Photo-based referring expression data
★ ★ ★ ★ ★

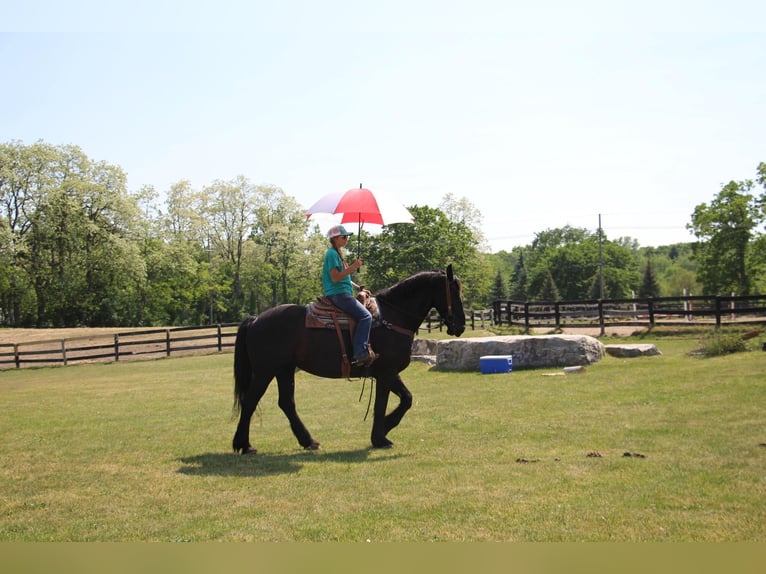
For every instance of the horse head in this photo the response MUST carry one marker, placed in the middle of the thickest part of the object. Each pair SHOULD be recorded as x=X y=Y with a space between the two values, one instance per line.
x=451 y=311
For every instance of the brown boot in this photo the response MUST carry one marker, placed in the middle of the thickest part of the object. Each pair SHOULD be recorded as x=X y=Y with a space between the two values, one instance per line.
x=366 y=360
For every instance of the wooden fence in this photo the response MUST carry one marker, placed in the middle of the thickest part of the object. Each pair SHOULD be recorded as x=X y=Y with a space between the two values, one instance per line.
x=475 y=318
x=649 y=312
x=151 y=343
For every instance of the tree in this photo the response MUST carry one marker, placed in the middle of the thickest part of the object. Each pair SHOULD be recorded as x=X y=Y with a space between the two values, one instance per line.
x=498 y=288
x=549 y=291
x=649 y=286
x=518 y=283
x=432 y=242
x=724 y=229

★ ★ ★ ★ ★

What to do:
Skipping any pictures, copy the entries exactly as they appear.

Exercise answer:
For every instance of the horse head in this photo the response MUST carry one marker, placed in the middle of the thickest part of the object. Each pair SHOULD be recorded as x=X y=Y with a space between the two values, one instance per line.
x=451 y=311
For every instance of the brown boot in this photo the response MUST carry one marker, placed in the middle of the thickest part of the object. Each pair SHOULD be recorded as x=X y=Y with a space between the two values, one instance per line.
x=366 y=360
For every instance of the wooden fence in this photo the response MUST carry one marker, placed in the middle of the thickest part of the object. Each pair SHOULD be recorded as x=X y=Y with a space between the two values, one instance per line.
x=475 y=318
x=649 y=312
x=151 y=343
For every instance of the tree in this photo the response MUST carry one marker, placed in the middle of the thickest part of the object. Each pair SHOULD be recorded as x=X y=Y with a space between the two values, one instance per line.
x=498 y=288
x=549 y=291
x=649 y=286
x=518 y=283
x=432 y=242
x=724 y=229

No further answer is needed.